→ Task objective:
Repeat the entries that follow verbatim, without any of their pictures.
[BEGIN Exercise materials]
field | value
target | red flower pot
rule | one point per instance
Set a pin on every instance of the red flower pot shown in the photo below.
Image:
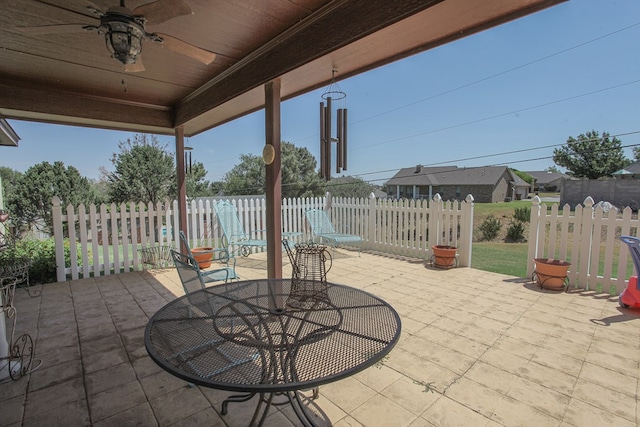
(203, 256)
(551, 273)
(444, 256)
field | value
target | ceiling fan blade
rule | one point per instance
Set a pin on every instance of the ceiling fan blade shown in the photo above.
(134, 68)
(53, 29)
(161, 11)
(183, 48)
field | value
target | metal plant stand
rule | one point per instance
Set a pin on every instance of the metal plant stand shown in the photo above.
(309, 274)
(18, 268)
(16, 356)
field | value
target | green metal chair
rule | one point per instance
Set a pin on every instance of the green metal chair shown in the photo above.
(322, 228)
(234, 237)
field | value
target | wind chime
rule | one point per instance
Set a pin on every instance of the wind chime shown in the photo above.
(187, 160)
(331, 94)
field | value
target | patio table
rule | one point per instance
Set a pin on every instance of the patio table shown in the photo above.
(249, 337)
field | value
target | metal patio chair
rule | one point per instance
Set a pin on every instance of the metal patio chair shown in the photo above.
(234, 235)
(225, 273)
(322, 228)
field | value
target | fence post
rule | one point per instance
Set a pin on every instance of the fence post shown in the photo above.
(58, 235)
(466, 233)
(370, 238)
(534, 225)
(435, 217)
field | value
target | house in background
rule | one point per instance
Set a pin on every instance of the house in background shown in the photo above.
(546, 181)
(487, 184)
(630, 172)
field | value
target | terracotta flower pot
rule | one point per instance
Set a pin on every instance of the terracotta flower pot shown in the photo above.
(203, 256)
(444, 256)
(551, 273)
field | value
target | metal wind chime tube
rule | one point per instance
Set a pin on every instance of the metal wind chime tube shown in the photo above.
(333, 93)
(187, 159)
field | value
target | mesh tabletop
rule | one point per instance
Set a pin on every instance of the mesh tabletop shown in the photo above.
(243, 336)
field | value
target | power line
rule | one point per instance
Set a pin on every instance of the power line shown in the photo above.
(546, 104)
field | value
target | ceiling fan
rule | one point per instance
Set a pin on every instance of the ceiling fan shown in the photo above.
(124, 30)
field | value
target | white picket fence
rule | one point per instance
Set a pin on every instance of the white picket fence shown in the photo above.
(588, 238)
(108, 237)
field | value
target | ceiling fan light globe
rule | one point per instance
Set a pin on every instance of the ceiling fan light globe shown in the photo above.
(124, 41)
[END Exercise materials]
→ Response below:
field | value
target | red flower pot
rule | one point per instance
Set a pin on every instance of the red flower pot shown in the photo below.
Image:
(203, 256)
(551, 273)
(444, 256)
field | value
target | ceiling fan blade
rule | one point per instance
Set a pin on every instance of the ceiling fan blade shown in the photo above.
(134, 68)
(53, 29)
(161, 11)
(183, 48)
field | value
target | metal plant stand
rule | one point per instance
Set a pin on every instance of the metal plant stand shown in the photo above.
(309, 274)
(18, 268)
(16, 356)
field | value
target | green metal chair
rule | one point per instance
Set a pin on every instance of the green metal chair shown in the photo above.
(322, 228)
(234, 237)
field | value
target | wind chime
rule | one point per instance
Set a pin on every instance of the wind chime shown in the photo above.
(187, 160)
(331, 94)
field | value
target | patio table
rule | one point per instance
Set a pin on every instance of the patio table shown in the photo above.
(249, 337)
field | value
target | metal patio chair
rule | one point per instance
Set a pin on every instance of the metal patio chair shown in the photo above.
(234, 235)
(225, 273)
(322, 228)
field | value
target | fence post
rule | one point per instance
Set a pin on every instance of the fence post shown in the photo above.
(58, 235)
(466, 233)
(370, 238)
(534, 225)
(435, 217)
field | value
target | house in background
rule | one point per instance
Set a pin on every instance of the house in background shown in the photo above.
(546, 181)
(487, 184)
(630, 172)
field | value
target | terracotta flower pot
rule | one point per instance
Set a pin on every instance of the terracotta flower pot shown in the photo above.
(203, 256)
(444, 256)
(551, 273)
field | value
target | metal wind chime tube
rule | one point per instance
Set a pin on every instance of the metal wind chime tube shown in the photo above.
(333, 93)
(187, 159)
field | value
target | mesh tabletop
rule | one point per instance
Set a pin on every instance of the mesh tabletop shown in the photo above.
(243, 336)
field | value
target | power line
rule | one point per instance
Set a pin on every instance of the power line shown in the photo above.
(546, 104)
field | value
target | ceiling fan
rule | one point per instance
Set a pin on every instance of the ceiling fan shown in the photo above.
(124, 30)
field | value
target | white picket fence
rule | one point per instance
Set a pin on every instance of the white picket fence shown in the photo above.
(588, 238)
(108, 237)
field | value
target | ceiling fan light globe
rule | one point per instance
Set a pin on every instance of the ceiling fan light globe shown in the photo above.
(124, 41)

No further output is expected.